Mean average precision (mAP)

daveluo · April 2, 2018, 4:09pm

You take the calculation of precision separately for each class. So in your example:

given 5 predictions (3 for class one, 2 for class two) and a ground truth of 1 object in class one (and assuming none in class two)
for class one, you have 1 TP and 2 FP
for class two, you have 0 TP and 2 FP

The calculation of precision (TP/(TP+FP)) would give:

for class one: 1/3
for class two: 0/2

The gap in my understanding that I haven’t fully filled yet is that average precision is different than precision.

While precision is defined as TP/(TP+FP), average precision is related to the (approximate) area under the precision-recall curve for each class. Like this (fig from here):

Found some good overviews of the difference here:

Best overview imo: https://medium.com/@timothycarlen/understanding-the-map-evaluation-metric-for-object-detection-a07fe6962cf3

https://sanchom.wordpress.com/tag/average-precision/

https://datascience.stackexchange.com/questions/25119/how-to-calculate-map-for-detection-task-for-the-pascal-voc-challenge

The mAP is then calculated as the mean of APs (quite a literal definition: the mean of the average precisions per class). You can also examine the AP for each class, like this (from here):

And in object detection papers, you often see something like mAP@[.5:.95] which denotes an average of the mAPs across different IoU thresholds for considering if a prediction counts as a TP. More on this here: computer vision - What does the notation mAP@[.5:.95] mean? - Data Science Stack Exchange

What a confusing phrase to say out loud: “average of the mean average precisions”

__Exercise directions__
Which web addresses does the forum post on mean average precision list as overviews of how average precision differs from precision?

__Stored data__
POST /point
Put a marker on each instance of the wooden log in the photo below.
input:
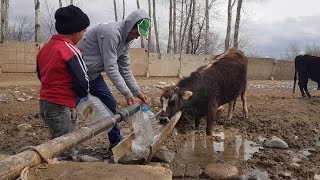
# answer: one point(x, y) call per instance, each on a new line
point(11, 167)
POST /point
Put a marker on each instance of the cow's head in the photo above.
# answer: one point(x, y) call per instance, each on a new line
point(173, 100)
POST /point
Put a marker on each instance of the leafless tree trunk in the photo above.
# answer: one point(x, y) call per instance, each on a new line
point(141, 39)
point(181, 24)
point(115, 10)
point(155, 26)
point(36, 20)
point(149, 36)
point(237, 25)
point(186, 25)
point(206, 39)
point(174, 27)
point(192, 4)
point(169, 48)
point(124, 9)
point(227, 40)
point(47, 20)
point(4, 19)
point(21, 30)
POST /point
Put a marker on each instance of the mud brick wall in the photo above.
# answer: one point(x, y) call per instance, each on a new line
point(18, 56)
point(21, 57)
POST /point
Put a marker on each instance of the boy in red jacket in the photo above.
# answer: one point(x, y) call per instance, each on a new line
point(62, 72)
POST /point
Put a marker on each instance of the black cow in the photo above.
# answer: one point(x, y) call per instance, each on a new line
point(208, 88)
point(306, 67)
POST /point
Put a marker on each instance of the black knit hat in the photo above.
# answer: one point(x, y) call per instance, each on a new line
point(70, 19)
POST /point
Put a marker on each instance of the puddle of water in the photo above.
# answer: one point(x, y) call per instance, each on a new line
point(297, 156)
point(229, 147)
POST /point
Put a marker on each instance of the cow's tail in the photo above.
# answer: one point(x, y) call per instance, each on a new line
point(295, 73)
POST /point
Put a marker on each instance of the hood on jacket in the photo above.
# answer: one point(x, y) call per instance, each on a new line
point(132, 19)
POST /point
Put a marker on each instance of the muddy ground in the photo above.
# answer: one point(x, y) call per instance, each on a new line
point(273, 111)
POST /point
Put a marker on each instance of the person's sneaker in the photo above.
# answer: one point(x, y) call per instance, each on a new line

__Solution below__
https://medium.com/@timothycarlen/understanding-the-map-evaluation-metric-for-object-detection-a07fe6962cf3
https://sanchom.wordpress.com/tag/average-precision/
https://datascience.stackexchange.com/questions/25119/how-to-calculate-map-for-detection-task-for-the-pascal-voc-challenge